> [WHAT IS NEEDED]: Where does the word "grain" appear in the entries below? Copy each line that holds it.

> [Referring expression pointing data]:
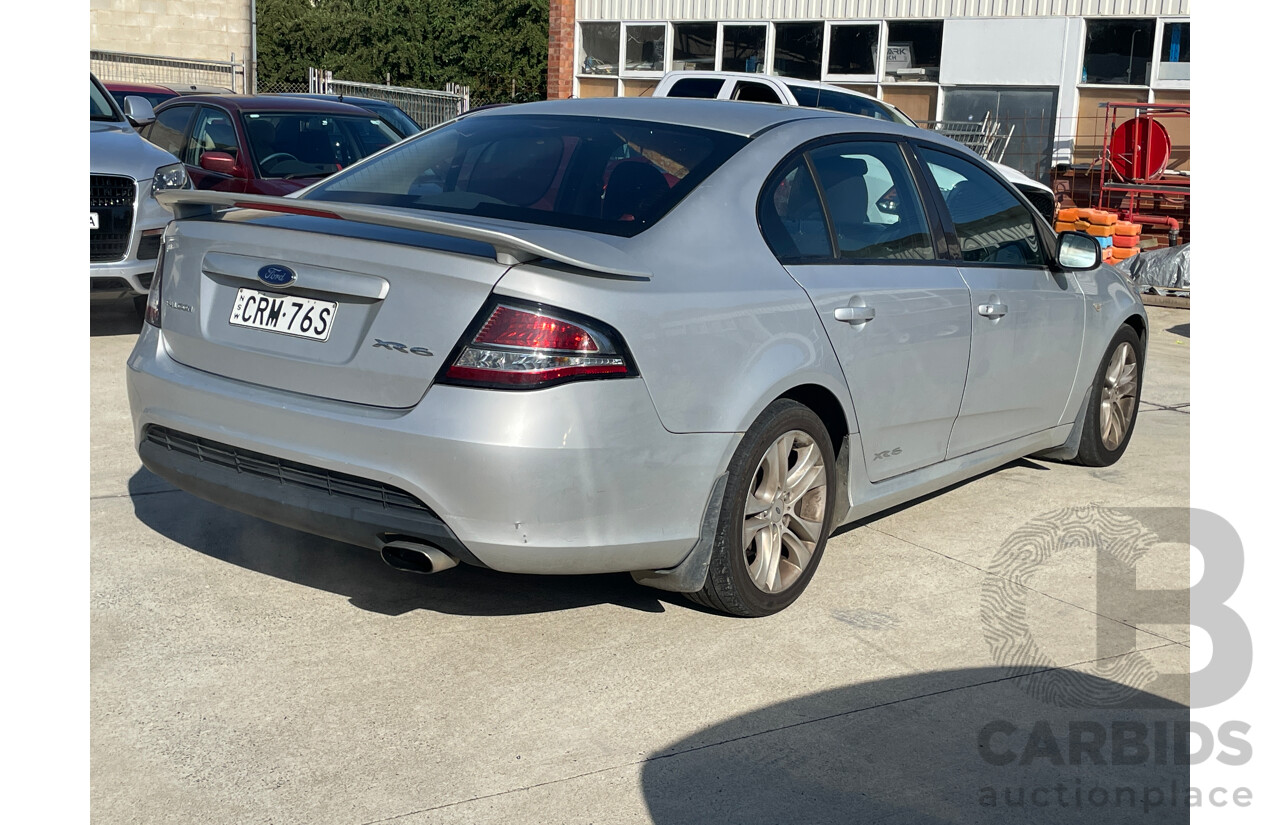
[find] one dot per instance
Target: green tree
(498, 47)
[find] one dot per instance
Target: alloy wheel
(1119, 395)
(786, 508)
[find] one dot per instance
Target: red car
(265, 145)
(155, 94)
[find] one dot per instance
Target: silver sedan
(677, 338)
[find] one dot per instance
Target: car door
(896, 312)
(1028, 317)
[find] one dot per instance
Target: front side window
(598, 174)
(307, 145)
(170, 128)
(599, 49)
(100, 104)
(874, 207)
(214, 132)
(991, 224)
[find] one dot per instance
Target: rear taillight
(152, 315)
(525, 347)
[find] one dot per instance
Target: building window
(599, 47)
(853, 50)
(914, 50)
(744, 49)
(647, 47)
(1119, 51)
(694, 46)
(798, 50)
(1175, 53)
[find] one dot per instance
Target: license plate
(288, 315)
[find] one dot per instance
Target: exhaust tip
(416, 557)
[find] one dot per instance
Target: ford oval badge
(277, 275)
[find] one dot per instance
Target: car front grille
(112, 197)
(289, 473)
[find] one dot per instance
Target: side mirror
(138, 110)
(222, 163)
(1078, 251)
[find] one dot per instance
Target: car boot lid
(512, 243)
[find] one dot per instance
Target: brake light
(152, 312)
(534, 347)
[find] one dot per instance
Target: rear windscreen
(599, 174)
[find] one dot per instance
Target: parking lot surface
(246, 673)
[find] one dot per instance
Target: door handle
(855, 315)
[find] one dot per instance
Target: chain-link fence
(428, 108)
(172, 72)
(282, 87)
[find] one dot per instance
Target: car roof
(274, 102)
(757, 76)
(353, 99)
(717, 115)
(122, 86)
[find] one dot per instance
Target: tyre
(1112, 407)
(776, 514)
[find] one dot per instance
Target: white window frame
(580, 49)
(1156, 53)
(766, 56)
(881, 49)
(671, 50)
(668, 40)
(773, 45)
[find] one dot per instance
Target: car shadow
(113, 319)
(360, 574)
(947, 746)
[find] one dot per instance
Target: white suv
(124, 219)
(768, 88)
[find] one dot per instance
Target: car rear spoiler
(584, 252)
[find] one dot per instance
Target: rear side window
(791, 216)
(755, 92)
(707, 87)
(874, 206)
(599, 174)
(991, 224)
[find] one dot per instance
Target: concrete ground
(951, 659)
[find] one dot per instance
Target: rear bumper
(575, 479)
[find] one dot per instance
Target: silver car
(677, 338)
(124, 219)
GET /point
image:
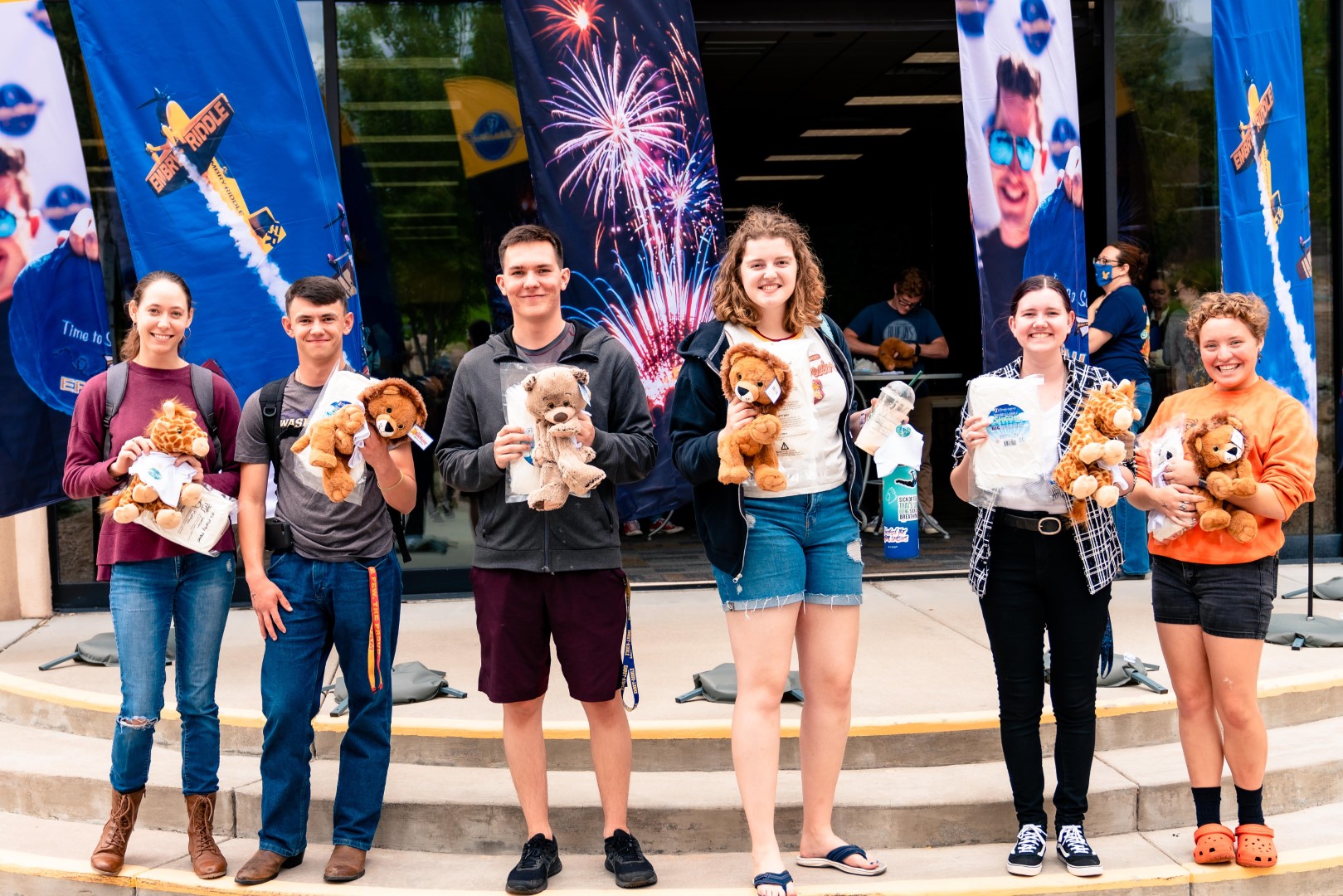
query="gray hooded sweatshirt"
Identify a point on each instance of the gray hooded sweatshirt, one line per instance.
(586, 533)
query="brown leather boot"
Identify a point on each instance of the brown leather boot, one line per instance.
(110, 853)
(206, 859)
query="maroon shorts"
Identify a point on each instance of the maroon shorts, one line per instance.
(518, 611)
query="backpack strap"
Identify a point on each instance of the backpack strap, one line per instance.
(117, 377)
(203, 392)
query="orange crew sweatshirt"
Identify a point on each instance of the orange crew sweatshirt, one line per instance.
(1282, 448)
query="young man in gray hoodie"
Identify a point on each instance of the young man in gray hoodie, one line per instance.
(557, 572)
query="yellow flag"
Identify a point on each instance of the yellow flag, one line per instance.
(489, 124)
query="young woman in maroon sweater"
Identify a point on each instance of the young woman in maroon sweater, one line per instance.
(156, 583)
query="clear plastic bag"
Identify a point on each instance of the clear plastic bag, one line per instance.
(1015, 453)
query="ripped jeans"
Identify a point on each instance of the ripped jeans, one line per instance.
(800, 547)
(191, 594)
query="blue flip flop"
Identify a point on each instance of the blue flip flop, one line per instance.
(774, 879)
(835, 859)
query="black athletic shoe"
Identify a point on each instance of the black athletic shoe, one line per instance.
(540, 861)
(1078, 853)
(1028, 856)
(625, 859)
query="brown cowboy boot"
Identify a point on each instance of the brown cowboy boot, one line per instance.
(206, 859)
(110, 853)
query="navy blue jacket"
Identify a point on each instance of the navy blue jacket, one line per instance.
(698, 414)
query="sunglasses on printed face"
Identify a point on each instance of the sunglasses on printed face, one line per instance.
(1002, 144)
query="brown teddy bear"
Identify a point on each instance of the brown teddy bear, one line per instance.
(1217, 446)
(173, 431)
(555, 398)
(1100, 436)
(896, 355)
(761, 379)
(391, 409)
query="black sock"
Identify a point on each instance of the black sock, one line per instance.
(1208, 805)
(1249, 805)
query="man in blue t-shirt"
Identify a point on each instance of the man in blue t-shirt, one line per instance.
(903, 317)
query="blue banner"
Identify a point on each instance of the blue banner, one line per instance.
(1019, 89)
(618, 139)
(1263, 180)
(52, 305)
(223, 165)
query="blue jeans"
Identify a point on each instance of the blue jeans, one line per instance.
(331, 606)
(1130, 522)
(802, 547)
(191, 594)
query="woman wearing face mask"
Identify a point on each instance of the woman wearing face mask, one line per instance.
(1213, 596)
(786, 562)
(158, 583)
(1117, 338)
(1036, 571)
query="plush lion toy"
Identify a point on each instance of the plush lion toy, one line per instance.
(1217, 449)
(555, 398)
(896, 355)
(173, 431)
(1100, 437)
(391, 407)
(762, 381)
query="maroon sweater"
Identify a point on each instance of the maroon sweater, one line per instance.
(86, 468)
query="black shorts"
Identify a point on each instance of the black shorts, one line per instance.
(518, 611)
(1226, 599)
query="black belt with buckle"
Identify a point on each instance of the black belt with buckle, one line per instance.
(1041, 523)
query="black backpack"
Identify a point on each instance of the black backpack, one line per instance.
(271, 403)
(202, 390)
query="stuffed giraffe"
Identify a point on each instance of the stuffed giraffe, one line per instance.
(173, 431)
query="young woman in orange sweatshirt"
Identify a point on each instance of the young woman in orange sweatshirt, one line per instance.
(1213, 596)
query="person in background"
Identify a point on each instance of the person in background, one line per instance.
(1036, 571)
(1117, 338)
(156, 583)
(904, 317)
(1212, 594)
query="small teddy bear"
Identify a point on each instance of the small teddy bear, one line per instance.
(173, 431)
(1099, 441)
(1217, 449)
(555, 398)
(896, 355)
(391, 407)
(761, 379)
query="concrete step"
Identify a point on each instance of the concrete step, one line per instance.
(43, 857)
(1127, 718)
(440, 809)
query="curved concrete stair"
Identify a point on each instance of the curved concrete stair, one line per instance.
(1127, 718)
(50, 859)
(447, 809)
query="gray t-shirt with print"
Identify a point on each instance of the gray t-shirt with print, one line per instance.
(323, 529)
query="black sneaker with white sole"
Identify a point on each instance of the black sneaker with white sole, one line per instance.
(540, 861)
(1028, 856)
(1076, 852)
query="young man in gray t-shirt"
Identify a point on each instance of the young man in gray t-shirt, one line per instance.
(317, 594)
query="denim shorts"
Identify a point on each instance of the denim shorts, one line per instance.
(802, 547)
(1226, 599)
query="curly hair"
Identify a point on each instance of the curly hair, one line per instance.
(731, 303)
(1247, 308)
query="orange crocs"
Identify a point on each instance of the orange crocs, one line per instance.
(1213, 844)
(1254, 846)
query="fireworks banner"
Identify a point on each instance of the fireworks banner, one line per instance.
(223, 165)
(1024, 158)
(618, 139)
(1265, 202)
(52, 305)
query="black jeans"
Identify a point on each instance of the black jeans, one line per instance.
(1037, 583)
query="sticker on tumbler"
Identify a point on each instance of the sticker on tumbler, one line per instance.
(1008, 425)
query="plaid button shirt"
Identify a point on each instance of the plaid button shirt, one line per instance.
(1097, 543)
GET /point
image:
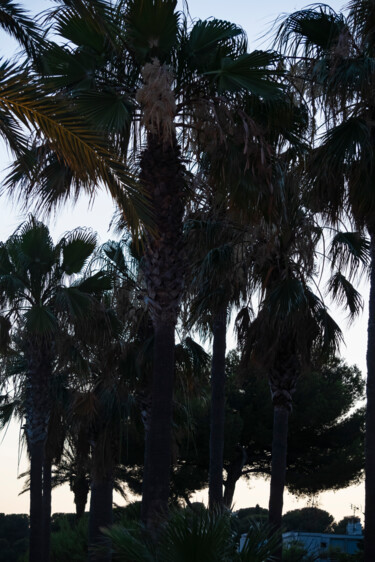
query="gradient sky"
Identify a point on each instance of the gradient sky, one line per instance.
(256, 18)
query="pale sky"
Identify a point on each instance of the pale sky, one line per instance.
(256, 18)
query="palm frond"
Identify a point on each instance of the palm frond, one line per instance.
(345, 294)
(77, 247)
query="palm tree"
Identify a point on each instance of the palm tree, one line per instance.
(292, 320)
(159, 84)
(30, 108)
(336, 71)
(36, 299)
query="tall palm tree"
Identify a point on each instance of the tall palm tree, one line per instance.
(159, 84)
(336, 71)
(36, 299)
(30, 108)
(292, 319)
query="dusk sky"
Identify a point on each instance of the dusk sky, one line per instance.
(256, 18)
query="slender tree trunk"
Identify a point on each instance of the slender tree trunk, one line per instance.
(38, 406)
(36, 450)
(101, 500)
(278, 468)
(158, 451)
(370, 419)
(101, 515)
(215, 488)
(47, 497)
(80, 490)
(234, 473)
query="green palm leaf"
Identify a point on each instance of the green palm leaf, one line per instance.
(77, 247)
(40, 321)
(96, 283)
(16, 22)
(247, 72)
(345, 294)
(151, 28)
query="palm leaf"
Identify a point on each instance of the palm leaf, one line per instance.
(96, 283)
(151, 28)
(247, 72)
(16, 22)
(70, 299)
(345, 294)
(40, 320)
(314, 30)
(77, 247)
(349, 251)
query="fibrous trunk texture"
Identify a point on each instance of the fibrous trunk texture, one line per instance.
(162, 175)
(283, 379)
(278, 468)
(215, 489)
(370, 419)
(80, 489)
(158, 450)
(47, 498)
(101, 501)
(37, 417)
(234, 473)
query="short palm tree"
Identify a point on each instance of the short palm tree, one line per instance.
(337, 73)
(37, 305)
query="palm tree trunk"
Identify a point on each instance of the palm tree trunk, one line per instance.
(278, 468)
(163, 178)
(37, 407)
(101, 515)
(370, 418)
(80, 490)
(234, 473)
(47, 497)
(101, 502)
(36, 451)
(215, 488)
(158, 450)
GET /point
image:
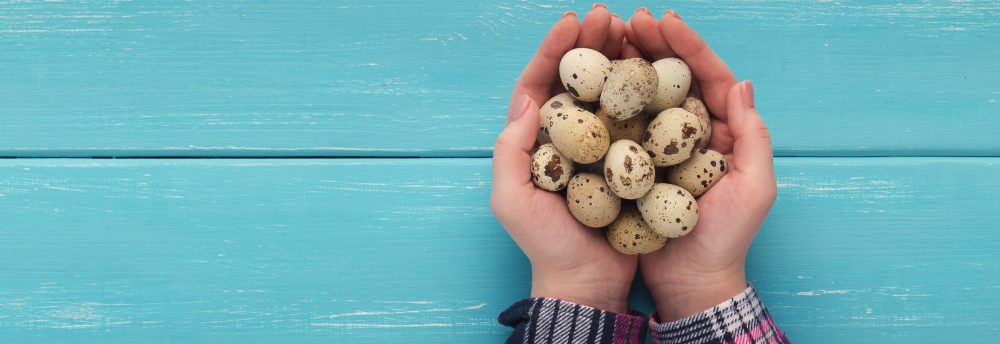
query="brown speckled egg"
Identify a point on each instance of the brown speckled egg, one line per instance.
(553, 106)
(629, 129)
(579, 135)
(629, 88)
(672, 137)
(694, 105)
(594, 167)
(615, 63)
(628, 170)
(583, 72)
(674, 80)
(590, 200)
(699, 173)
(669, 209)
(630, 234)
(550, 169)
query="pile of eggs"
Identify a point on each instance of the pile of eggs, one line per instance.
(627, 142)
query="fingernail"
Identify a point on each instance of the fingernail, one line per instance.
(522, 107)
(747, 91)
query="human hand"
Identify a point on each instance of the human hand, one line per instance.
(569, 261)
(707, 267)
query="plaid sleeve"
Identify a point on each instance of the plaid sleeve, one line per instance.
(741, 319)
(546, 320)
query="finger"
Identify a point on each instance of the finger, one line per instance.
(630, 51)
(711, 72)
(511, 157)
(752, 143)
(594, 31)
(722, 139)
(647, 34)
(543, 70)
(616, 37)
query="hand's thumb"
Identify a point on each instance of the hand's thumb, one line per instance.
(511, 154)
(752, 147)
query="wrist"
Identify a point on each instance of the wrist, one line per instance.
(604, 296)
(695, 293)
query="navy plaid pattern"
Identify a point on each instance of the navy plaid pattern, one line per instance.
(741, 319)
(547, 320)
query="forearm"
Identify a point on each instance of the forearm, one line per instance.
(740, 319)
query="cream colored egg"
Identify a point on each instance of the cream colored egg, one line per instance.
(591, 201)
(629, 129)
(669, 209)
(550, 169)
(583, 72)
(698, 173)
(579, 135)
(672, 137)
(673, 82)
(551, 107)
(630, 234)
(594, 167)
(628, 169)
(615, 63)
(694, 105)
(629, 88)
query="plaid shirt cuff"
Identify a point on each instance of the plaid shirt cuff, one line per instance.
(741, 319)
(546, 320)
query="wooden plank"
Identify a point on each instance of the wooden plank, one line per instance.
(864, 250)
(402, 78)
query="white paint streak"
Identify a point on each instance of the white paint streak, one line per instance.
(821, 292)
(380, 325)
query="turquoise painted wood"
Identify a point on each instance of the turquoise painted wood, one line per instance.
(404, 78)
(862, 250)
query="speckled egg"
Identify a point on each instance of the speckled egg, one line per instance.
(628, 170)
(579, 135)
(550, 169)
(591, 201)
(672, 137)
(583, 72)
(629, 129)
(630, 234)
(674, 80)
(615, 63)
(698, 173)
(594, 167)
(669, 209)
(694, 105)
(553, 106)
(629, 88)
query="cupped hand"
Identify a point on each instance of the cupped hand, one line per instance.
(706, 267)
(568, 260)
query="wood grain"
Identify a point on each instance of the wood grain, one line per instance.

> [WRITTEN RESPONSE]:
query="wood grain"
Identify a point on each instance of the wood grain, one line per instance.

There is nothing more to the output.